__Set exercise__: Pick out every line below containing the word "background" and copy each of those lines.
== Supplied records ==
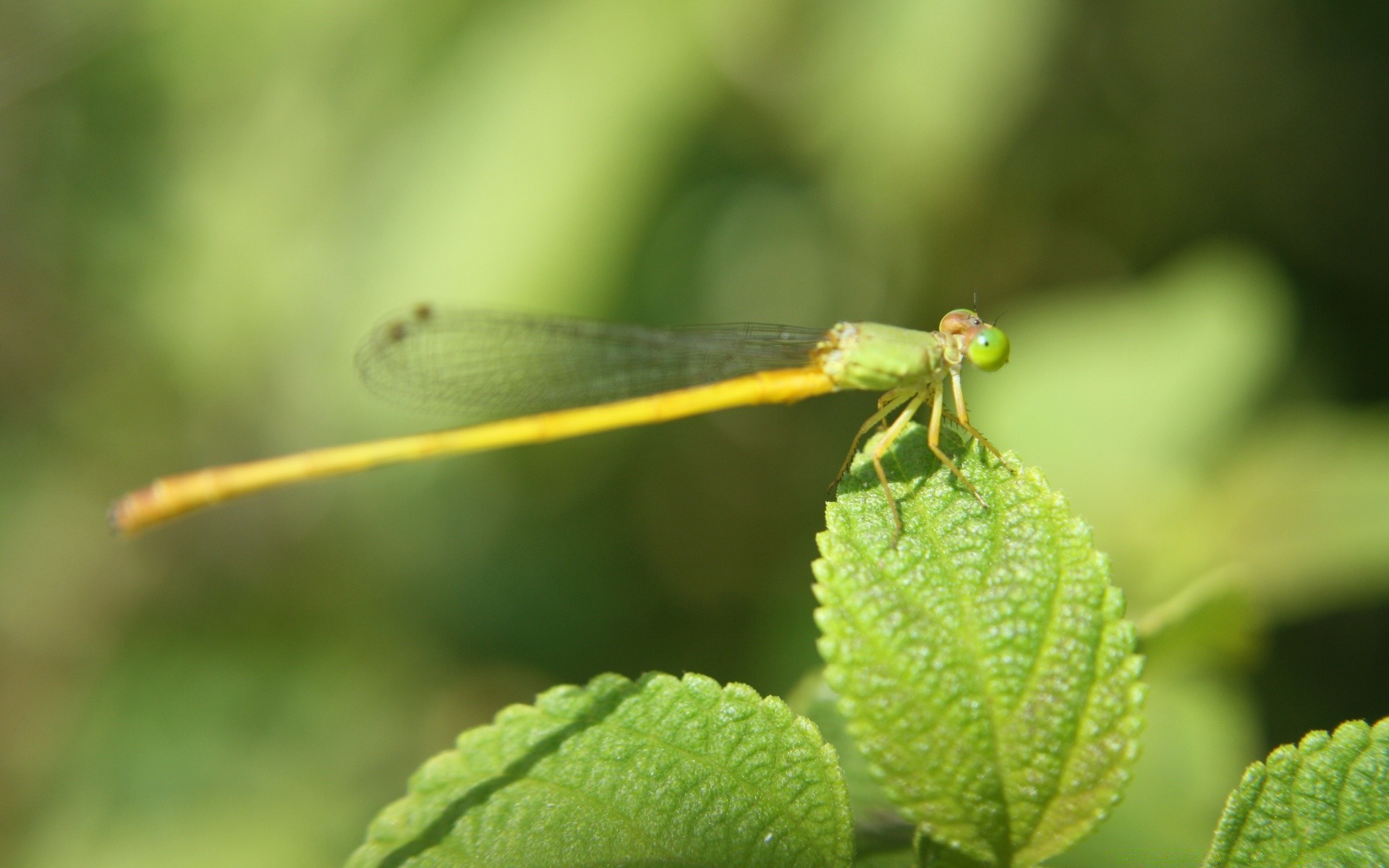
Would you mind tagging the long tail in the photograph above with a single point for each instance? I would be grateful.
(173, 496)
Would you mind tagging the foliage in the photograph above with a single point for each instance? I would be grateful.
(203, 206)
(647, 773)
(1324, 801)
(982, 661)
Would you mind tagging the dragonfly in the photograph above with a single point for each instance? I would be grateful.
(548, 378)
===
== Supplied records ==
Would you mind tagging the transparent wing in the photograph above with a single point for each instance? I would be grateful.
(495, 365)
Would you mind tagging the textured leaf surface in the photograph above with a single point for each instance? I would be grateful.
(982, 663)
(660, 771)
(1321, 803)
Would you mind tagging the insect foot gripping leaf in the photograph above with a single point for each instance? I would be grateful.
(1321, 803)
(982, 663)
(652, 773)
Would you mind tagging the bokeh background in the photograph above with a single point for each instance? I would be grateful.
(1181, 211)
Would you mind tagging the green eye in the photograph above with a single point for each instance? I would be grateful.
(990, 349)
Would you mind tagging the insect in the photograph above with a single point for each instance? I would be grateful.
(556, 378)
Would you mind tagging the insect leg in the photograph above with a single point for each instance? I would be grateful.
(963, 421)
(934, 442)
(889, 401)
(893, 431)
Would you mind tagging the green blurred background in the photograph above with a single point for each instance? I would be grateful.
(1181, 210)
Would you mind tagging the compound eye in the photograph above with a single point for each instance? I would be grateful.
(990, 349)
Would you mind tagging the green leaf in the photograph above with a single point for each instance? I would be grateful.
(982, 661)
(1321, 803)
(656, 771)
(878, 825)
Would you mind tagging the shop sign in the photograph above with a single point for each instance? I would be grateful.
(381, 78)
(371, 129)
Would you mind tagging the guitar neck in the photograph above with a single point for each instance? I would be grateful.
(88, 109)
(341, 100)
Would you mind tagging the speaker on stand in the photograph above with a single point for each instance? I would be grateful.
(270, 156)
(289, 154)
===
== Supplied records ==
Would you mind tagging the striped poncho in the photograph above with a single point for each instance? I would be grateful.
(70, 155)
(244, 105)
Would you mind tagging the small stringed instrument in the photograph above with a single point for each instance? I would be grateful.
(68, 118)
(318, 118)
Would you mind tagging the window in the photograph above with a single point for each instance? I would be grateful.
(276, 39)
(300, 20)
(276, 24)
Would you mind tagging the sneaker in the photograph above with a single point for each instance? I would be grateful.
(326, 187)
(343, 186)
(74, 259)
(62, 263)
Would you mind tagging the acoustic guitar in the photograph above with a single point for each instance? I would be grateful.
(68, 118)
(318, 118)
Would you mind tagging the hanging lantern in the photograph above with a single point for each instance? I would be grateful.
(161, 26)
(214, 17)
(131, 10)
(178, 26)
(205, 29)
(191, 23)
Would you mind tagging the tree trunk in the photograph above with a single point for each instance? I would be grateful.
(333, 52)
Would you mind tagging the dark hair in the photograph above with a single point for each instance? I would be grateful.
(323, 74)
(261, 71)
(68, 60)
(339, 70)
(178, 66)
===
__Answer to the problem__:
Would you mind tagging the bokeh background in the photograph above with a single point for each instance? I would be grateful.
Would you mind tagging the green blurred background in the photograph above with a single point for each instance? I would be grateful.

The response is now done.